Entries taken from a collection:
※

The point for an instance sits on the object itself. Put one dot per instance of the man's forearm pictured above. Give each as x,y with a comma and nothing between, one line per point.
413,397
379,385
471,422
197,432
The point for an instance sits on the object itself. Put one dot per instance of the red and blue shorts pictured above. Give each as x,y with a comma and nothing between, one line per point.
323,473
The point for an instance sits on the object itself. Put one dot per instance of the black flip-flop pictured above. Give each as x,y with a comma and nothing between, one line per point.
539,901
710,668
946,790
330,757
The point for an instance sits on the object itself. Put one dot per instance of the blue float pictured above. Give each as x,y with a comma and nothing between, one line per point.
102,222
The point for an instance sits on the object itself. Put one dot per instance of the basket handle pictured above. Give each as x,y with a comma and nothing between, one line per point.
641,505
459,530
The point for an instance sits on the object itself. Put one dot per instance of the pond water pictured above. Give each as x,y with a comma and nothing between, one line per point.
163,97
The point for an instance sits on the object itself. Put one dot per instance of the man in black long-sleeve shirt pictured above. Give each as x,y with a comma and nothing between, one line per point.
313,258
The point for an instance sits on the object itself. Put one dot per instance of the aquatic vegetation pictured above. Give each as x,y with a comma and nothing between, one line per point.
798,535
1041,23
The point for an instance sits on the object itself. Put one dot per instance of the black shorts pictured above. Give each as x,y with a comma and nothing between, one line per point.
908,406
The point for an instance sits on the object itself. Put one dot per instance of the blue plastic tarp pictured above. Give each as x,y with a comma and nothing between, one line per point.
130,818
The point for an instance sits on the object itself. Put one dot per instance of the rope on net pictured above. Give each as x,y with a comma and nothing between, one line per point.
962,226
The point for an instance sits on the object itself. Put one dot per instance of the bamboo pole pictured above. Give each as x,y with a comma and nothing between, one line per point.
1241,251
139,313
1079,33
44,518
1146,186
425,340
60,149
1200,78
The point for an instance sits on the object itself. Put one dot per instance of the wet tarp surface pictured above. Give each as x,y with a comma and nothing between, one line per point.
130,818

※

All the entries above are to be transcribed without any alteration.

The point for an instance sits on the object itself. Put one dot per instance of the man's forearm pictured above. Give each as x,y with a comma and nothing between, one line per point.
413,397
379,385
471,422
197,432
The point for an instance sits on the object itself. Put one dot per instance of the red and blue shorts pictured above. Give each as x,y with a comma and nothing between, one line per point.
323,473
The point for an instance sits on the object itself. Put one dot per instance of the black flip-flop pictured above. Give each as x,y with a comma and nothing between, one line per point.
539,901
710,668
946,790
330,757
The point for an instance sits on the object itself. Put one dot per instance of the blue float pictured above. Give each as x,y with a comma and nothing between, one line per point.
102,222
The point for an instance sits on the object itself. Put one dot per instance of the basket handle pictured above. Give each as x,y with a comma and nothing between, one line per point.
641,505
459,530
The point for an instance sits on the object itself. Put one dot per instance of the pond water pictured above. Give each as x,y with a comma and nothing between, one line per point.
163,97
The point for an instance sits on the object itself. Put one dot per instance of the man in black long-sleeve shirt pictured above. Give each as x,y with a comma and nothing between, one line per point.
313,258
The point for an instance sits on the object itself. Put one dot per instance of the aquatic vegetation pictured above. Give each as x,y with a comma and nothing between, one line per point.
798,535
1041,23
The point for an instance sits on the object itself. Put one dot per instance of the black shorts pictured above. Give each as x,y with a comma and nothing between, one line per point.
908,406
The point for an instance sits on the object itself. Put one dot per instance of the blue plastic tarp pictured above. Give each as x,y with a comma and nothing between, one line per point.
130,818
The point for an instance sits on the object itself. Put one dot per instance of the rope on net pictured above. Give each as x,y with a comma and nothing between, one line per point.
962,226
The point for an instance sits on the object itself. Put one dot per instance of the bamboo pole pictured above. Give each as x,y with a comma and nothing between, one line per point.
1241,251
139,313
1079,33
44,518
1146,186
425,340
60,149
1200,78
The point for an instance sits on the object itself. Put one dot per instance of the wet tarp surface pictured above. Give each as x,y with a comma and nothing between, one line per point.
130,818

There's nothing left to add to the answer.